**Source passage:**
____________________

You can start developing attractions to the same-sex, if you want to.
Radical Rambler
12th January 2014, 06:32
What gives you the right to tell me as a bisexual person that I'm somehow lying about my own experience of my own sexuality and comparing it to recovered memories?
Who says I have to believe everything anyone tells me?
Sinister Intents
12th January 2014, 06:34
You can start developing attractions to the same-sex, if you want to.
Not really, what do you identify as, so I can start telling you you're wrong about who you think you are!
I do believe you may end up in the Gulag ov RevLeft.
Danielle Ni Dhighe
12th January 2014, 06:35
Who says I have to believe everything anyone tells me?
Which is why I'm going back to what I said when you first joined RevLeft...you're a troll. I don't believe your claims to the contrary, and the admins/moderators need to call you on it. (Seriously, if a white dude came in here to attack the experiences of people of color and call them liars, how long would it take for them to be restricted?)
Sabot Cat
12th January 2014, 06:39
Oh? What made you trans then? Were you born trans? Is it in your DNA? Do tell.
What made you cis? :)
That sounds like a bizarre and inherently self-defeating way to not be trans. Did you try telling yourself you can be whatever you want to be?

____________________

**Raw data:**
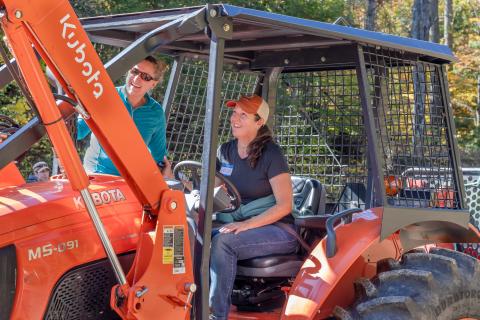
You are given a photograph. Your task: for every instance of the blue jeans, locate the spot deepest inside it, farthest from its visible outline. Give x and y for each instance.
(227, 248)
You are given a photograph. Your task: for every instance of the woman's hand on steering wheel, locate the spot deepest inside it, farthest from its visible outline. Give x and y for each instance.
(192, 181)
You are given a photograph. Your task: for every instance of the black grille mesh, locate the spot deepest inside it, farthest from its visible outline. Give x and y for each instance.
(84, 293)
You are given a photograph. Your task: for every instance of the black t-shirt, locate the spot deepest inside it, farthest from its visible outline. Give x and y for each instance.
(252, 183)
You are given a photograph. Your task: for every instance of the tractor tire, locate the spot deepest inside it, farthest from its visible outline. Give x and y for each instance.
(440, 285)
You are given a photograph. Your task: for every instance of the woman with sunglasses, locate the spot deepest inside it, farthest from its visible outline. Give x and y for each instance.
(146, 112)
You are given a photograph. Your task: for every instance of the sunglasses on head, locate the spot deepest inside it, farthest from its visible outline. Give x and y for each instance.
(143, 75)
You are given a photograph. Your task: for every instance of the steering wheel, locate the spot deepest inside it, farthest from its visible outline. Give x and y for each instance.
(189, 170)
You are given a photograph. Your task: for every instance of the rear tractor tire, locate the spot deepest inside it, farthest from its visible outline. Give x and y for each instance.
(440, 285)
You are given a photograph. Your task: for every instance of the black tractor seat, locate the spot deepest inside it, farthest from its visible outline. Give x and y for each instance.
(309, 201)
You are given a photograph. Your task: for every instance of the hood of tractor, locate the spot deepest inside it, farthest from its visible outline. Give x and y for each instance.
(39, 207)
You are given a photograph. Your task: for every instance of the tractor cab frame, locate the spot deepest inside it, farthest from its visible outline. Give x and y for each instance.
(364, 114)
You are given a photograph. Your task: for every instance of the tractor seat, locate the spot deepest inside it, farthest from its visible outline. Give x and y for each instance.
(308, 199)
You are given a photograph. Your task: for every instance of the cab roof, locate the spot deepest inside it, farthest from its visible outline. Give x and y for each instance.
(253, 31)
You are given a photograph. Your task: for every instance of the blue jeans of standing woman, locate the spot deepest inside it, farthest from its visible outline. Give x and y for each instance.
(227, 248)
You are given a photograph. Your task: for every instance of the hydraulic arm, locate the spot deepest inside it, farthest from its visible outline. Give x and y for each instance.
(52, 29)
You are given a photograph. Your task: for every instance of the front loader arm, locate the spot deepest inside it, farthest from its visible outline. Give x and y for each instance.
(63, 44)
(156, 281)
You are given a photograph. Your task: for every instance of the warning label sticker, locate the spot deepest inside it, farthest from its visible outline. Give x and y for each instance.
(173, 248)
(168, 232)
(178, 255)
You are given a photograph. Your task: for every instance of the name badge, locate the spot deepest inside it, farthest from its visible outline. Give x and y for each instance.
(226, 169)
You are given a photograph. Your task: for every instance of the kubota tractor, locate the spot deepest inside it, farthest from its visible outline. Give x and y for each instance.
(364, 120)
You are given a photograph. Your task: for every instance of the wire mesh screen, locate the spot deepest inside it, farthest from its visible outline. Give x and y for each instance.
(318, 122)
(185, 123)
(411, 123)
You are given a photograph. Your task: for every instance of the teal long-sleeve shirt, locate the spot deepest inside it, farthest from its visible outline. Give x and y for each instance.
(150, 121)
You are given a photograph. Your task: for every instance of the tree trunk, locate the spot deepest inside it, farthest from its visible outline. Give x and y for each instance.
(421, 19)
(447, 32)
(435, 28)
(371, 16)
(421, 22)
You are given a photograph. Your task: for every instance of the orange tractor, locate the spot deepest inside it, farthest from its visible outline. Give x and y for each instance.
(354, 111)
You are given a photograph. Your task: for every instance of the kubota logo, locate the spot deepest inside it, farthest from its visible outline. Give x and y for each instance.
(91, 75)
(102, 197)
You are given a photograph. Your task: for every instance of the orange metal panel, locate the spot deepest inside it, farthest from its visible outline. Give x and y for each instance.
(323, 283)
(65, 47)
(10, 176)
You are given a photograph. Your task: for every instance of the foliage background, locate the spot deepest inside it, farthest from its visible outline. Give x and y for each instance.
(393, 16)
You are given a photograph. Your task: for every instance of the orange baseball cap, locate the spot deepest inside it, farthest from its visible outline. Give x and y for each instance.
(252, 105)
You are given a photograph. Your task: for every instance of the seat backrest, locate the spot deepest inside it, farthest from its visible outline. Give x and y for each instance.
(308, 196)
(353, 196)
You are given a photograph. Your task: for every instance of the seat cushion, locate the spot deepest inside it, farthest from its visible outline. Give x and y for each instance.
(284, 266)
(268, 261)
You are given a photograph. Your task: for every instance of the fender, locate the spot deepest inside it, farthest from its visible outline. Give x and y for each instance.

____________________

**Exercise instructions:**
1. Reproduce the forum thread from "I do believe" up to and including "you cis? :)".
2. Answer these questions about the forum thread:
(a) What is the time stamp on Sabot Cat's post?
(b) In Radical Rambler's post, what is the poster's experience of their own sexuality being compared to?
(c) Where does Sinister Intents say someone may end up?

**Solutions:**
1.
I do believe you may end up in the Gulag ov RevLeft.
Danielle Ni Dhighe
12th January 2014, 06:35
Who says I have to believe everything anyone tells me?
Which is why I'm going back to what I said when you first joined RevLeft...you're a troll. I don't believe your claims to the contrary, and the admins/moderators need to call you on it. (Seriously, if a white dude came in here to attack the experiences of people of color and call them liars, how long would it take for them to be restricted?)
Sabot Cat
12th January 2014, 06:39
Oh? What made you trans then? Were you born trans? Is it in your DNA? Do tell.
What made you cis? :)

2.
(a) 06:39, on 12th January 2014
(b) Recovered memories
(c) The Gulag ov RevLeft